### TASK DESCRIPTION
Report every line of the records below that contains the word "small". Copy each such line in full.

___ RECORDS FOR PROCESSING

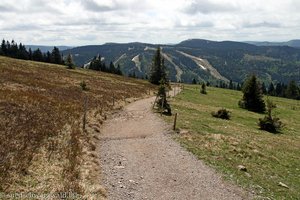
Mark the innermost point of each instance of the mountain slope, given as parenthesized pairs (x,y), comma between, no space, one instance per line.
(43,149)
(291,43)
(203,60)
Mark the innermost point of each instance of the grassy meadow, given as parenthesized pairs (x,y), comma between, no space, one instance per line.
(43,148)
(270,159)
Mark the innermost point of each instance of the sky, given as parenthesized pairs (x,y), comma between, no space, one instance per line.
(84,22)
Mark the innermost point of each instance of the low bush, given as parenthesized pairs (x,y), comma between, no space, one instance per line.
(270,123)
(222,113)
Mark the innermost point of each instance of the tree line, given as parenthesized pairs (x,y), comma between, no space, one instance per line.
(98,65)
(19,51)
(290,90)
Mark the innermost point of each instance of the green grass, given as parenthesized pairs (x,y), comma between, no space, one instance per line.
(225,144)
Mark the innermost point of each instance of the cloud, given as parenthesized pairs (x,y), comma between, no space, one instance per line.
(206,7)
(80,22)
(261,25)
(6,9)
(93,6)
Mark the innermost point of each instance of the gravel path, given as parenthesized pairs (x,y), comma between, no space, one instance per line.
(139,160)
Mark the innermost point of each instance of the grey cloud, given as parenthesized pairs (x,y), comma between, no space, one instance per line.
(206,7)
(6,9)
(261,25)
(23,27)
(91,5)
(195,26)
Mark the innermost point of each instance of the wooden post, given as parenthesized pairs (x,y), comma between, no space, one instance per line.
(113,100)
(155,101)
(175,119)
(162,106)
(84,114)
(174,90)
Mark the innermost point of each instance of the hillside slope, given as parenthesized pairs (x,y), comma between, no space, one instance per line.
(203,60)
(269,159)
(42,146)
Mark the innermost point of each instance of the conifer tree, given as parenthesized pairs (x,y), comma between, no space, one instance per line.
(158,69)
(112,68)
(69,62)
(194,81)
(292,91)
(253,97)
(271,89)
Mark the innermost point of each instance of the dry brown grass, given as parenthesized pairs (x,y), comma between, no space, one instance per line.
(42,146)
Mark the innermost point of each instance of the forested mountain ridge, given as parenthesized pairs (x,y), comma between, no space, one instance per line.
(203,60)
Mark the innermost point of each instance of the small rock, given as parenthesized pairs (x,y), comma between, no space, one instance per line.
(242,168)
(183,131)
(247,174)
(119,167)
(283,185)
(131,181)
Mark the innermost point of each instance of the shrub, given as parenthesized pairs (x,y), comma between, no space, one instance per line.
(270,123)
(83,86)
(253,97)
(222,113)
(203,89)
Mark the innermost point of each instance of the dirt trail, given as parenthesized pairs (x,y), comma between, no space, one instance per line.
(139,160)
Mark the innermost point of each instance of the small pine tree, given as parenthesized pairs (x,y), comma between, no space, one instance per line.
(203,88)
(271,89)
(292,91)
(253,97)
(194,81)
(162,98)
(270,123)
(69,62)
(158,69)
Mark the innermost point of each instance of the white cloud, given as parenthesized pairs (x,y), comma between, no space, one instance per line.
(80,22)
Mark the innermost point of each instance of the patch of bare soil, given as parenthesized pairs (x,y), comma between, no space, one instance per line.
(140,160)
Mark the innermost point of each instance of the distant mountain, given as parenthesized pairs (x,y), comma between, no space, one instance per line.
(291,43)
(203,60)
(47,48)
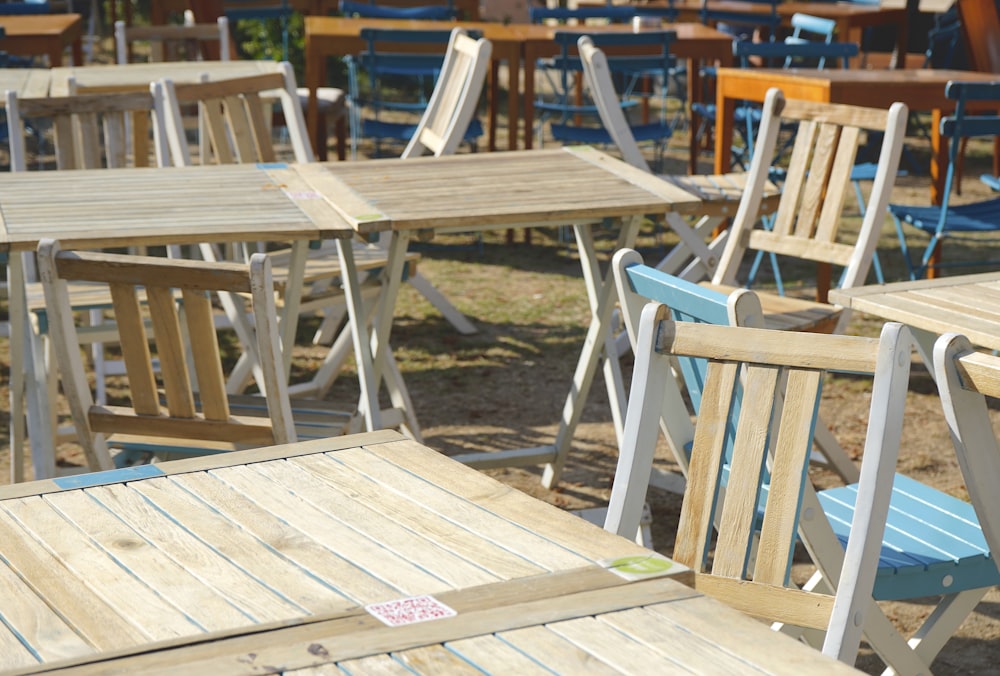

______

### RESPONSE TO THIS TASK
Mark the innermost point of each instance of the small rock, given as parenthesized pairs (x,y), comma between, no space, one instance per line.
Mark the innermost point of each instance of the small pine tree, given as parenthesized pairs (x,y), comma between, no space, one instance per line.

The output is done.